** Start **

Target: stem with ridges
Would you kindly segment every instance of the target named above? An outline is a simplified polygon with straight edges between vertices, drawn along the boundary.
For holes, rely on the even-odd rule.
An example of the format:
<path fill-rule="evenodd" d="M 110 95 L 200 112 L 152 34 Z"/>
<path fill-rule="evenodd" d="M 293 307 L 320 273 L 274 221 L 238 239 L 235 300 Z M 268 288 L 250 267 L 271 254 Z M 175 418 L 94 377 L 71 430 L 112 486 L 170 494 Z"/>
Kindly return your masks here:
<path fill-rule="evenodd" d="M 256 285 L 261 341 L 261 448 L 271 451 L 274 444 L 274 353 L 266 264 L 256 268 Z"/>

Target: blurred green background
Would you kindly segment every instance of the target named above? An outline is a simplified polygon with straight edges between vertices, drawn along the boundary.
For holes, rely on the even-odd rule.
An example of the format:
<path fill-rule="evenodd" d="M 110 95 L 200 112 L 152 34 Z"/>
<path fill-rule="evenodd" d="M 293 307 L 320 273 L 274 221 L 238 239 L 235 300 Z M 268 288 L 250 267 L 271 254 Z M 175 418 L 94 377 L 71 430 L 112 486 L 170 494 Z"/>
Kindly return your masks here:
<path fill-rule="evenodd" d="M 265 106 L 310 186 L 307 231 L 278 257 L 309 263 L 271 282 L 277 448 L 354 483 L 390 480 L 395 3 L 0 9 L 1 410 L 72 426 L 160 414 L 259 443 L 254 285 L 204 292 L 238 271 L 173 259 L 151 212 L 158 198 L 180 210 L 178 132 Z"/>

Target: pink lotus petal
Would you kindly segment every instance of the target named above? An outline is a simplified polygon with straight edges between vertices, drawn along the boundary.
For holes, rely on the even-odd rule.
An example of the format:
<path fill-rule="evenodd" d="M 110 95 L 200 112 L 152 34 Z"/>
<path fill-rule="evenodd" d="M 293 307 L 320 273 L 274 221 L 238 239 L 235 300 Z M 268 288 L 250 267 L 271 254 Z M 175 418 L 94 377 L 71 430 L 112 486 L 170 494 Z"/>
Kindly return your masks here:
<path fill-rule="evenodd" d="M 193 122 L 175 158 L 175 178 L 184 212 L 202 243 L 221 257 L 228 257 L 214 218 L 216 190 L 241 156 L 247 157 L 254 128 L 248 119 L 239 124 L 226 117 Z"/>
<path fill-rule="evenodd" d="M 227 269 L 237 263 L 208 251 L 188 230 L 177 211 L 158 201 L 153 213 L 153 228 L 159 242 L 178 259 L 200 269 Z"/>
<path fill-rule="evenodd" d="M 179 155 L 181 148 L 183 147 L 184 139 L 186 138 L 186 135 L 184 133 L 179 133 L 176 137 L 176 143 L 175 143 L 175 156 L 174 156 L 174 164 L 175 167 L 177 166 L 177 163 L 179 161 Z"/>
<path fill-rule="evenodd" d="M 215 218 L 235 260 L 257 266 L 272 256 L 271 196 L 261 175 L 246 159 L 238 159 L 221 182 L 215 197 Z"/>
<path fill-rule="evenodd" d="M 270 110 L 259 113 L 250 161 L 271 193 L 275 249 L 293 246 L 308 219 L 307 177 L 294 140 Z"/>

** End **

EXERCISE BRIEF: Render every line of the records above as a Markdown table with the columns No. and Line, numbering the rows in order and omitting blank lines.

COMPLETED EXERCISE:
| No. | Line |
|---|---|
| 1 | Target: stem with ridges |
| 2 | Would you kindly segment every instance of the target named above? An outline is a simplified polygon with straight edges between vertices, drawn along the boundary. |
| 3 | For holes, rely on the even-odd rule. |
| 4 | An example of the format: |
| 5 | <path fill-rule="evenodd" d="M 110 95 L 200 112 L 152 34 Z"/> |
| 6 | <path fill-rule="evenodd" d="M 293 307 L 320 273 L 274 221 L 238 239 L 235 300 Z M 268 288 L 250 267 L 271 254 Z M 175 418 L 94 377 L 71 430 L 112 486 L 170 494 Z"/> |
| 7 | Kindly return your masks here: |
| 8 | <path fill-rule="evenodd" d="M 256 285 L 261 341 L 261 448 L 271 451 L 274 444 L 274 353 L 266 264 L 256 268 Z"/> |
| 9 | Target: blurred green background |
| 10 | Would you kindly segment every instance of the target named above? An outline is a simplified polygon with straight edges between vertices, drawn along the boundary. |
| 11 | For holes, rely on the even-odd rule. |
| 12 | An example of the format: |
| 13 | <path fill-rule="evenodd" d="M 110 95 L 200 112 L 152 34 Z"/> |
| 14 | <path fill-rule="evenodd" d="M 293 307 L 320 273 L 274 221 L 238 239 L 235 300 Z M 268 288 L 250 267 L 271 254 Z M 175 418 L 94 377 L 71 430 L 112 486 L 170 494 Z"/> |
| 15 | Kindly return your masks here: |
| 16 | <path fill-rule="evenodd" d="M 265 106 L 310 186 L 307 231 L 278 257 L 309 263 L 271 282 L 277 448 L 354 483 L 390 480 L 395 3 L 0 9 L 1 410 L 72 426 L 160 414 L 259 443 L 254 285 L 204 292 L 238 271 L 173 259 L 151 212 L 158 198 L 180 210 L 178 132 Z"/> |
| 17 | Target: pink lotus petal |
| 18 | Would you kindly segment every instance of the target named above? An outline is a simplified polygon with straight edges between vertices, drawn along the boundary. |
| 19 | For holes, rely on the even-odd rule. |
| 20 | An example of the format: |
| 21 | <path fill-rule="evenodd" d="M 110 95 L 200 112 L 152 34 Z"/> |
| 22 | <path fill-rule="evenodd" d="M 293 307 L 320 273 L 274 221 L 238 239 L 235 300 Z M 268 288 L 250 267 L 271 254 Z M 175 418 L 94 377 L 71 430 L 112 486 L 170 494 Z"/> |
| 23 | Kindly return your masks here: |
| 24 | <path fill-rule="evenodd" d="M 193 122 L 175 158 L 175 178 L 184 212 L 202 243 L 221 257 L 228 257 L 214 218 L 216 190 L 241 156 L 247 157 L 254 128 L 248 119 L 239 124 L 226 117 Z"/> |
| 25 | <path fill-rule="evenodd" d="M 227 269 L 237 263 L 208 251 L 188 230 L 177 211 L 158 201 L 153 213 L 153 228 L 159 242 L 178 259 L 200 269 Z"/> |
| 26 | <path fill-rule="evenodd" d="M 179 155 L 181 148 L 183 147 L 184 139 L 186 138 L 186 135 L 184 133 L 179 133 L 176 137 L 176 143 L 175 143 L 175 156 L 174 156 L 174 164 L 175 167 L 177 166 L 177 163 L 179 161 Z"/> |
| 27 | <path fill-rule="evenodd" d="M 215 218 L 235 260 L 257 266 L 272 256 L 271 196 L 261 175 L 246 159 L 238 159 L 221 182 L 215 197 Z"/> |
| 28 | <path fill-rule="evenodd" d="M 270 110 L 259 113 L 250 161 L 271 193 L 275 249 L 293 246 L 308 219 L 307 177 L 294 140 Z"/> |